# 設問:
(a) 交通事故後の受診についての本文から、「そのときに、十分な受診の記録」を含む語句で始まり「交通事故のあとで病院へ行くときの流れは、以下の通りです。」で終わる部分をそのまま抜き出してください。
(b) 交通事故後の受診についての本文を、最後の文の次から書き継いでください。

# 本文:

***

そのときに、十分な受診の記録が残っていないと、反論する材料が足りず、相手が提示した条件を飲み込まなくてはならなくなるでしょう。
「事故の直後は気が付かなかったけど、実際には痛みが続いている」
という場合でも、医師の診断がなければ主張が通りづらく、相手側に有利に交渉が進められてしまう可能性もあります。
納得できない示談に持ち込まれる可能性があるというのが、交通事故のあとすぐに病院へ行かない最後のリスクです。
4.交通事故で病院に行くときの流れ
「交通事故に遭ったら病院へ行くべきなのはわかったけど、実際、どうやって行けばいい?」
病院に行くことを決めても、そこがわからずに迷ってしまう方もいるはずです。
交通事故のあとで病院へ行くときの流れは、以下の通りです。

***

# 資料:
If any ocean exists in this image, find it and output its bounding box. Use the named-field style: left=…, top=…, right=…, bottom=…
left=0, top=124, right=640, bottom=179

***

# 解答一覧:
(a)
そのときに、十分な受診の記録が残っていないと、反論する材料が足りず、相手が提示した条件を飲み込まなくてはならなくなるでしょう。
「事故の直後は気が付かなかったけど、実際には痛みが続いている」
という場合でも、医師の診断がなければ主張が通りづらく、相手側に有利に交渉が進められてしまう可能性もあります。
納得できない示談に持ち込まれる可能性があるというのが、交通事故のあとすぐに病院へ行かない最後のリスクです。
4.交通事故で病院に行くときの流れ
「交通事故に遭ったら病院へ行くべきなのはわかったけど、実際、どうやって行けばいい?」
病院に行くことを決めても、そこがわからずに迷ってしまう方もいるはずです。
交通事故のあとで病院へ行くときの流れは、以下の通りです。

(b)
1. 相手の保険会社に病院へ行くことを連絡する(どの病院へ行くか伝える) 2. 受診時に、病院に交通事故の怪我で受診することを伝える 3. 自分の保険会社に報告する(怪我の有無を問わず報告義務がある) 4.病院(整形外科)を受診する |
病院に行く前には、以下のチェックリストの内容を確認しておきましょう。
【病院に行く前に確認することリスト】
内容 | 確認先 |
当日、支払いの立て替えは発生するか | 相手保険会社 |
発生する場合、支払い方法は何があるか(現金、クレジットカードなど) | 病院 |
病院までの交通手段はあるか | 自分で |
病院へ行くためにかかった交通費などは、加害者に請求できる賠償金項目のひとつです。
基本的に、バスや電車などの公共交通機関を利用した場合には、実費で請求できるでしょう。
また、怪我や環境が理由でやむを得ずタクシーを利用した場合も、請求できる可能性があります。ただし、保険会社の対応によっては認められない場合があるため、事前に確認しましょう。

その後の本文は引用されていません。